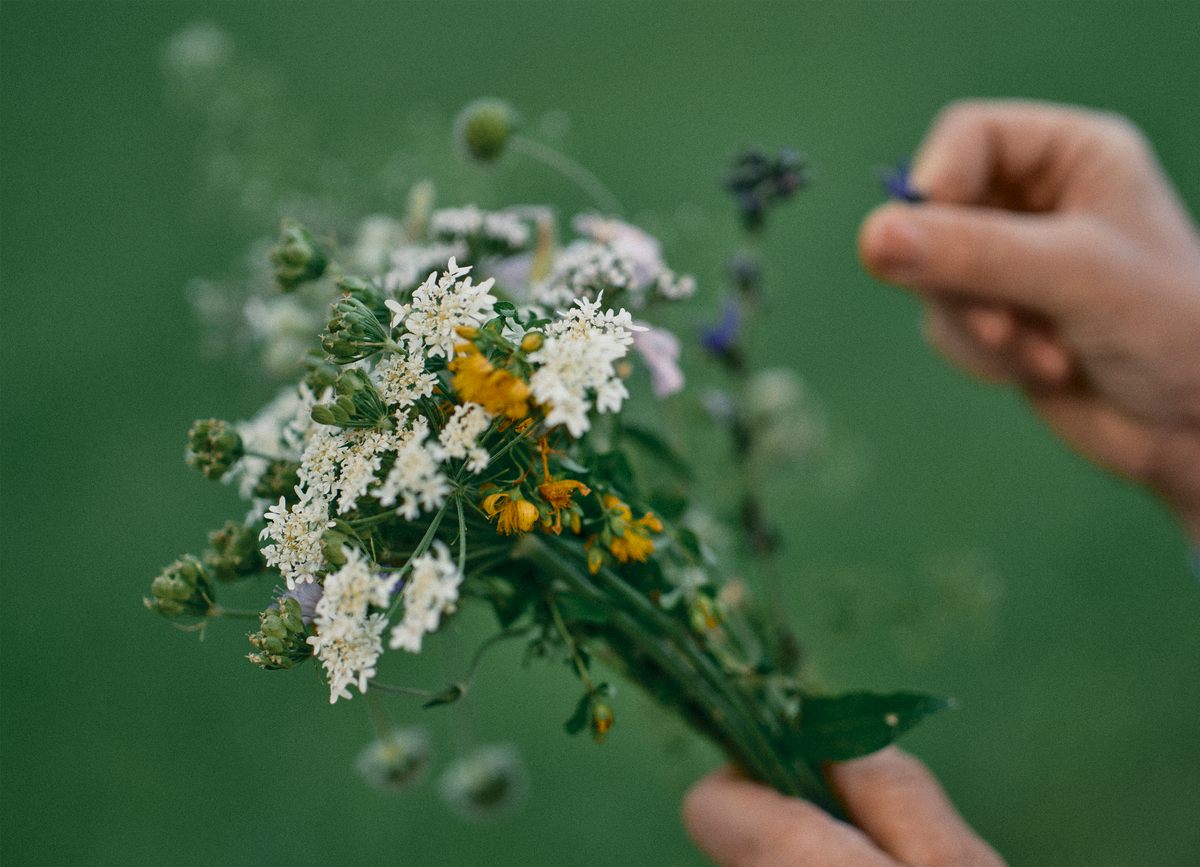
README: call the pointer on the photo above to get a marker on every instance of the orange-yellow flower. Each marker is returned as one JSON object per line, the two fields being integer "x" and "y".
{"x": 513, "y": 514}
{"x": 479, "y": 381}
{"x": 631, "y": 539}
{"x": 557, "y": 494}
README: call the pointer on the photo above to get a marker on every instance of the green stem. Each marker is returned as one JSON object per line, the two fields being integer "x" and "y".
{"x": 241, "y": 614}
{"x": 727, "y": 723}
{"x": 421, "y": 548}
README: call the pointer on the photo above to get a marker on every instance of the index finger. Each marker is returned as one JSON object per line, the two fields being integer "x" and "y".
{"x": 1019, "y": 155}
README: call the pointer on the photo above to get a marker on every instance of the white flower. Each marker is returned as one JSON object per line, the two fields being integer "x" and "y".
{"x": 460, "y": 436}
{"x": 348, "y": 639}
{"x": 613, "y": 255}
{"x": 412, "y": 262}
{"x": 361, "y": 460}
{"x": 468, "y": 222}
{"x": 318, "y": 465}
{"x": 577, "y": 362}
{"x": 431, "y": 591}
{"x": 441, "y": 305}
{"x": 280, "y": 429}
{"x": 295, "y": 536}
{"x": 402, "y": 378}
{"x": 415, "y": 478}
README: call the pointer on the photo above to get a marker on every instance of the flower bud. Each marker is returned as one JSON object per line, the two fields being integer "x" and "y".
{"x": 213, "y": 447}
{"x": 298, "y": 258}
{"x": 358, "y": 404}
{"x": 395, "y": 761}
{"x": 484, "y": 783}
{"x": 280, "y": 479}
{"x": 601, "y": 721}
{"x": 181, "y": 590}
{"x": 282, "y": 638}
{"x": 319, "y": 372}
{"x": 483, "y": 129}
{"x": 354, "y": 330}
{"x": 233, "y": 552}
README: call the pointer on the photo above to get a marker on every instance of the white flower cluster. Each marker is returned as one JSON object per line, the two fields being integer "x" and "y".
{"x": 431, "y": 591}
{"x": 460, "y": 437}
{"x": 415, "y": 478}
{"x": 295, "y": 539}
{"x": 613, "y": 255}
{"x": 576, "y": 365}
{"x": 469, "y": 222}
{"x": 402, "y": 378}
{"x": 348, "y": 637}
{"x": 442, "y": 305}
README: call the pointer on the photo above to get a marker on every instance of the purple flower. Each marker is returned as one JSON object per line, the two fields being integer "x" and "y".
{"x": 660, "y": 351}
{"x": 307, "y": 593}
{"x": 898, "y": 185}
{"x": 723, "y": 336}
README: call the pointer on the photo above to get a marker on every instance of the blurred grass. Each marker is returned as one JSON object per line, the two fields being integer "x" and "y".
{"x": 126, "y": 742}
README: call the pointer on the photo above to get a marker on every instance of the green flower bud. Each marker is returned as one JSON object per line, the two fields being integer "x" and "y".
{"x": 354, "y": 330}
{"x": 233, "y": 552}
{"x": 396, "y": 761}
{"x": 280, "y": 479}
{"x": 485, "y": 783}
{"x": 483, "y": 129}
{"x": 214, "y": 447}
{"x": 298, "y": 258}
{"x": 358, "y": 404}
{"x": 282, "y": 638}
{"x": 321, "y": 374}
{"x": 181, "y": 590}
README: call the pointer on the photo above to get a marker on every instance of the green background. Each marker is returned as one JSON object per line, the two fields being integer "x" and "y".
{"x": 125, "y": 741}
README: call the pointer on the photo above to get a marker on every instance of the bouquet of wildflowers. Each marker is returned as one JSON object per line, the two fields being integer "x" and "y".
{"x": 461, "y": 437}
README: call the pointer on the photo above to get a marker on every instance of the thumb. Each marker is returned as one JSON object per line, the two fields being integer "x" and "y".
{"x": 739, "y": 823}
{"x": 1048, "y": 264}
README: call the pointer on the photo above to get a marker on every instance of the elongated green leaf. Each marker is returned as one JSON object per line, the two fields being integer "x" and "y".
{"x": 448, "y": 695}
{"x": 579, "y": 609}
{"x": 845, "y": 727}
{"x": 580, "y": 717}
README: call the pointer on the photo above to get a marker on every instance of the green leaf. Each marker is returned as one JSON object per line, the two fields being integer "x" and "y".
{"x": 845, "y": 727}
{"x": 669, "y": 504}
{"x": 448, "y": 695}
{"x": 659, "y": 448}
{"x": 613, "y": 467}
{"x": 580, "y": 717}
{"x": 580, "y": 609}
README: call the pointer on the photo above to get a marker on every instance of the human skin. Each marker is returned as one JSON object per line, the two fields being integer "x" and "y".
{"x": 1053, "y": 253}
{"x": 1050, "y": 253}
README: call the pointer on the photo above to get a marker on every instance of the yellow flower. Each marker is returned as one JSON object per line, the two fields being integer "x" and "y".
{"x": 514, "y": 514}
{"x": 557, "y": 494}
{"x": 631, "y": 539}
{"x": 479, "y": 381}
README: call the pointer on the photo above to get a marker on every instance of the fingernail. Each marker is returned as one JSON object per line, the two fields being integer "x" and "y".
{"x": 900, "y": 249}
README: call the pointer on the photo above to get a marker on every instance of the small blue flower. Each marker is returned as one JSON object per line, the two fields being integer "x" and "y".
{"x": 723, "y": 336}
{"x": 898, "y": 185}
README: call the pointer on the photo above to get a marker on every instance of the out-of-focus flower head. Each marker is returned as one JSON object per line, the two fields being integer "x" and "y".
{"x": 759, "y": 180}
{"x": 485, "y": 783}
{"x": 897, "y": 184}
{"x": 396, "y": 761}
{"x": 483, "y": 129}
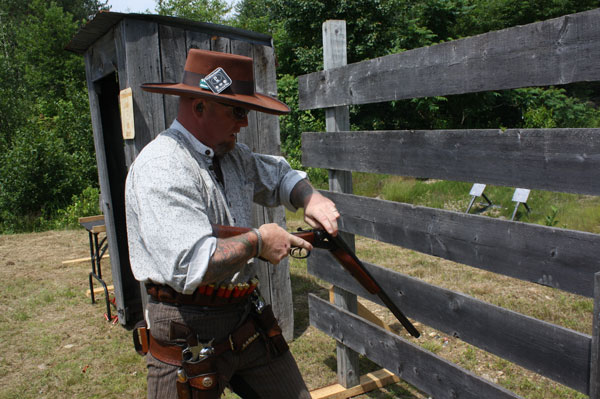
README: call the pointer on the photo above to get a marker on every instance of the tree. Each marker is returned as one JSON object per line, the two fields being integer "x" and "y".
{"x": 46, "y": 140}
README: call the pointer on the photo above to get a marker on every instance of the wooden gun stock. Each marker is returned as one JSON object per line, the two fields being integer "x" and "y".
{"x": 344, "y": 255}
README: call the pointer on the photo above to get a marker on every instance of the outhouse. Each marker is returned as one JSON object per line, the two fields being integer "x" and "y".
{"x": 123, "y": 51}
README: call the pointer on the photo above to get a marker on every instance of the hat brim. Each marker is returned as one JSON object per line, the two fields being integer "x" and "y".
{"x": 256, "y": 102}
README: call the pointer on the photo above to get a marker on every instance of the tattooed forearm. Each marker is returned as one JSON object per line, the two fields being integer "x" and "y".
{"x": 230, "y": 256}
{"x": 300, "y": 193}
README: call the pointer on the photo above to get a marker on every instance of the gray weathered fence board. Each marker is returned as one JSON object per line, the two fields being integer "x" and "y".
{"x": 553, "y": 351}
{"x": 566, "y": 160}
{"x": 421, "y": 368}
{"x": 558, "y": 51}
{"x": 560, "y": 258}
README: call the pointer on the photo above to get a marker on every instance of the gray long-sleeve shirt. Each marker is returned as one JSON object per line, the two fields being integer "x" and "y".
{"x": 172, "y": 198}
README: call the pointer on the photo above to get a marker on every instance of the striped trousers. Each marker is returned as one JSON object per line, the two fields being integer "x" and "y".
{"x": 255, "y": 368}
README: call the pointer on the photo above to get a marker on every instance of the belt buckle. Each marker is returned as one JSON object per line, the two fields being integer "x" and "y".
{"x": 198, "y": 353}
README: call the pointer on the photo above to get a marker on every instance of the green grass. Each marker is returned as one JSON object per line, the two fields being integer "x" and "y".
{"x": 570, "y": 211}
{"x": 55, "y": 344}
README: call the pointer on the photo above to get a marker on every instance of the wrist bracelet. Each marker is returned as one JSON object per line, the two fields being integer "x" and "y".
{"x": 258, "y": 242}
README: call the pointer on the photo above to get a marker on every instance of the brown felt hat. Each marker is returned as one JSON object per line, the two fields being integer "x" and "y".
{"x": 222, "y": 77}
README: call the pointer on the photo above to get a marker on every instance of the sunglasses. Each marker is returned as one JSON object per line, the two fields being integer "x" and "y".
{"x": 239, "y": 113}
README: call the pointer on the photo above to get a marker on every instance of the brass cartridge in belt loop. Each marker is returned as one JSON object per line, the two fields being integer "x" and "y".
{"x": 236, "y": 291}
{"x": 253, "y": 285}
{"x": 209, "y": 290}
{"x": 244, "y": 289}
{"x": 229, "y": 291}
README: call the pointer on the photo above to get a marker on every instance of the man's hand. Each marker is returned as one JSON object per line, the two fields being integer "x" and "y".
{"x": 277, "y": 243}
{"x": 319, "y": 211}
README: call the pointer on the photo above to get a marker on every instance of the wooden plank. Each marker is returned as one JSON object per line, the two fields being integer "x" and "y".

EXERCISE REQUIREMENTS — Take the line with "of the sunglasses." and all lines after it to the last line, and reproduce them exactly.

CORRECT OUTPUT —
README: call the pointer on the photo above to get a marker on every instance of the sunglasses. Each marker is returned as one JSON object per line, the two fields being integer "x" and "y".
{"x": 239, "y": 113}
README: call the pointer on the photo above to get a marker on every instance of the brass cartridge in belt loop. Each marker is returned as one JSON object per line, the two fields being integer "x" and "y".
{"x": 236, "y": 291}
{"x": 253, "y": 285}
{"x": 209, "y": 290}
{"x": 244, "y": 289}
{"x": 229, "y": 291}
README: call the pointer on the photo above to get a marker on every instance of the man's hand. Each marker is returned as one JSON object per line, the two fields being integer "x" and "y".
{"x": 277, "y": 243}
{"x": 319, "y": 211}
README: call the pointer on the photo above to get a marker on every instance of the wooden plank. Each marker is returned as one JSON object per line, the two fields being integer "x" and "y".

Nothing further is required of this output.